[Saved data entries]
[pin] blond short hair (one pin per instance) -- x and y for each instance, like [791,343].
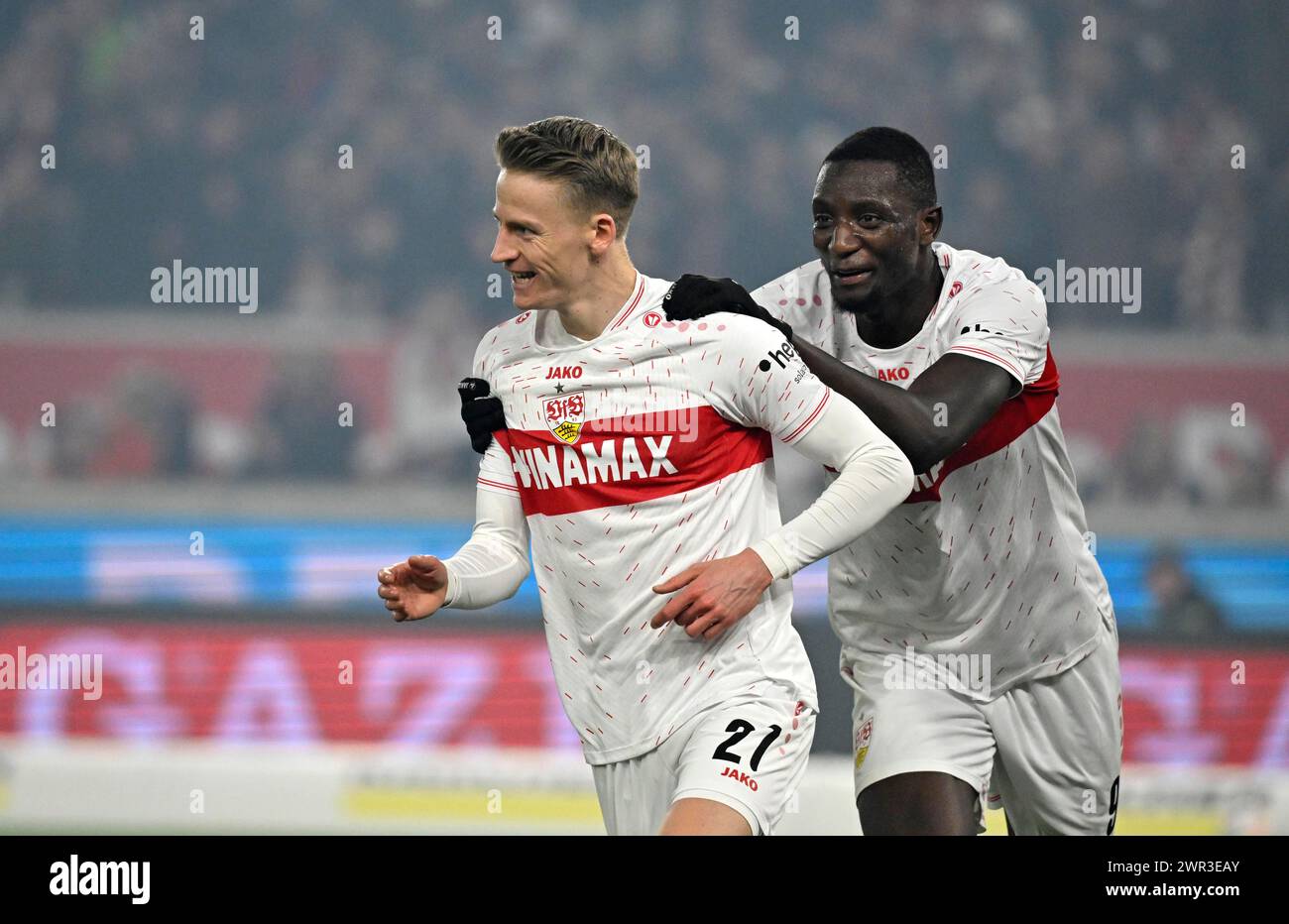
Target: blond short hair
[597,169]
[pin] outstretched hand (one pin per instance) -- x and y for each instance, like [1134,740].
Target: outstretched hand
[713,596]
[412,589]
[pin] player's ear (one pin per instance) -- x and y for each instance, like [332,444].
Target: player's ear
[928,224]
[604,233]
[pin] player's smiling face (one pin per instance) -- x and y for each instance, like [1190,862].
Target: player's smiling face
[868,231]
[541,240]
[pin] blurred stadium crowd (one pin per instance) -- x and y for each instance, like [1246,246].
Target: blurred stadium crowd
[223,153]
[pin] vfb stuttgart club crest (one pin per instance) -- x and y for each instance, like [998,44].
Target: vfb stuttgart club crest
[565,415]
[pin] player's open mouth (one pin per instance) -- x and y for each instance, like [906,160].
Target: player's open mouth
[851,278]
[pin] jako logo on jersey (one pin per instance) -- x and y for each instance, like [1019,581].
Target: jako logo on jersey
[863,739]
[781,356]
[562,467]
[565,415]
[742,777]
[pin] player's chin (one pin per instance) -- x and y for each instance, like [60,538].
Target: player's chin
[854,297]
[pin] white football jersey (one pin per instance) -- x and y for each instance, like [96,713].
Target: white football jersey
[636,455]
[988,555]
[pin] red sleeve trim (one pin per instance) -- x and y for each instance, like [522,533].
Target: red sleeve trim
[810,419]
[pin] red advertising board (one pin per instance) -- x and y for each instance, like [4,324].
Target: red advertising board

> _Problem to work on_
Please copy every item above word for word, leaving out the pictures.

> _Task output_
[pin] blond short hair (one pin per instance) -- x and y for each instance, like [791,343].
Target: blond short hair
[597,169]
[pin] outstretched hand (one pin per instance) -- x and y for each instance, like [1134,740].
Target: outstretched hand
[713,596]
[412,589]
[pin] player's ear (one pin per instance) -- x and y for each instance, like [332,444].
Target: player's ear
[928,224]
[604,233]
[pin] player's smiling face (one pin per instance) -- x and y for each instance, like [1190,862].
Target: player's smiling face
[868,231]
[541,240]
[pin] blurred stadium crowd (one pin per instance) -- x and y for each instance, like [1246,246].
Target: blurred stadium crowd
[223,153]
[pin] vfb stuttgart club crest (one pin per instance) -- x and y for each instance, like [998,44].
Target: vfb stuttgart club crest
[565,415]
[pin] player's open mouth (one pin per instance) -- x and y for each instance, like [906,160].
Target: player's open mouth
[851,278]
[pin] jako logo on jersey (one pin per instance) -- x and y for each instance, like [1019,581].
Target: jako logo on jersey
[863,739]
[781,356]
[562,467]
[565,415]
[742,777]
[pin] player's chin (one pin per instance) -- x and y for each instance, like [60,538].
Target: player's chin
[854,297]
[pin] white football jersey (one pin per instance) -- x and y for each instance, like [96,713].
Target: white football jersey
[636,455]
[988,555]
[pin] red sleeve trim (one pin per instance) -- x and y for each instance, like [522,533].
Target: red sleeve trim
[810,419]
[pin] red advertising board (one pin per instance) -- x and y for each instance, like [4,324].
Target: red advertising board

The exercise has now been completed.